### Supplied text
....

Australian National Broomball Championships
- Sport: Broomball
- Founded: 1990; 36 years ago Men's Elite (1990); Women's Elite (1999); Mixed Elite (1990); Men's Intermediate (2003); Women's Intermediate (2012); Mixed Intermediate (2003);
- Country: Australia

= Australian National Broomball Championships =

The Australian National Broomball Championships is an annual broomball tournament, held in various cities across Australia, to determine Australia's national champions. The tournament is organized by the national governing body for the sport, Broomball Australia.

The Championships have been held annually since 1990, and attracts representative teams from New South Wales, Queensland, Australian Capital Territory, South Australia, and Victoria. Teams representing Gold Coast and Coffs Harbour have also participated in the past. In 2003 an invitational team composed of American and Japanese players took part but were ineligible for finals.

The 2022 Broomball Championships was held from April 21 - April 24 at Penrith Ice Palace, including both Men's and Women's competitions.

==Divisions==
Six divisions are contested annually (starting year in brackets): Men's Elite (1990), Women's Elite (1999), Mixed Elite (1990), Men's Intermediate (2003), Women's Intermediate (2012), and Mixed Intermediate (2003).

== Men's Elite division ==
The Australian Capital Territory (ACT) has been by far the most successful team in the Men's Elite division.

....

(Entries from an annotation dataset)
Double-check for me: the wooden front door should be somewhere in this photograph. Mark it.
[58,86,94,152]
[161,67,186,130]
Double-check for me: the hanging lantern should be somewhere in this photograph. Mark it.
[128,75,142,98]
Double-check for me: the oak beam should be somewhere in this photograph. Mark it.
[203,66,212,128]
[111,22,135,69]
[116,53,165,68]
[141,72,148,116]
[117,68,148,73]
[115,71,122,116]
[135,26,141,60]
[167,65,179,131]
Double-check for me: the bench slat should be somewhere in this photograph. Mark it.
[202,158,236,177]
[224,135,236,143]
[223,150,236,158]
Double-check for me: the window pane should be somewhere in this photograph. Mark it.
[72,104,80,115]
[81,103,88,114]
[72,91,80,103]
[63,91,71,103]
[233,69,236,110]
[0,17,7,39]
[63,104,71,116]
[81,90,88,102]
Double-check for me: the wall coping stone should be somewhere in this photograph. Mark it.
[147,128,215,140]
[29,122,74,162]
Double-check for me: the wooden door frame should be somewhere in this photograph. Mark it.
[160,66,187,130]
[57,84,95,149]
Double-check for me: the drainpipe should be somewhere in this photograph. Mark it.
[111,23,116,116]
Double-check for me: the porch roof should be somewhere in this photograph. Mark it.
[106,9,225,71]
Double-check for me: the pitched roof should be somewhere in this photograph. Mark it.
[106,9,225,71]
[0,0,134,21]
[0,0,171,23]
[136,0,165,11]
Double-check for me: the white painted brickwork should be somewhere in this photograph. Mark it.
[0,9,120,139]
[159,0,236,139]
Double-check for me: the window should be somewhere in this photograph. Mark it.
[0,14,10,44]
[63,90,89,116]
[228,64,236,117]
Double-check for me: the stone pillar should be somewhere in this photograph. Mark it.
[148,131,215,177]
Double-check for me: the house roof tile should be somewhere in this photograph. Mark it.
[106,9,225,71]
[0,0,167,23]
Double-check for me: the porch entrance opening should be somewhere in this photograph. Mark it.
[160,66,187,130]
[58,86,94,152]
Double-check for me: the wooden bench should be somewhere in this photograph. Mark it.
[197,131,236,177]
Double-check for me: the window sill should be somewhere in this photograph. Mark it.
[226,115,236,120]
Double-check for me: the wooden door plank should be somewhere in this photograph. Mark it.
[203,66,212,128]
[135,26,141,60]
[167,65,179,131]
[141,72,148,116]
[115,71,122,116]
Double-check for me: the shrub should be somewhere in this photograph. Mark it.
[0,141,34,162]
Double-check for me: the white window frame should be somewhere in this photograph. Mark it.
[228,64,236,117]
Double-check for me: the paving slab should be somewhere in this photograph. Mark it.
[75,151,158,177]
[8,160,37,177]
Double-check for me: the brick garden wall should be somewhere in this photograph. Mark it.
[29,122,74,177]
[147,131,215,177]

....

### Stated task
From the text on the Australian National Broomball Championships, return the part that opens with the words containing "The Australian National" and closes with "sport, Broomball Australia.", copied word for word.

### Output of the exercise
The Australian National Broomball Championships is an annual broomball tournament, held in various cities across Australia, to determine Australia's national champions. The tournament is organized by the national governing body for the sport, Broomball Australia.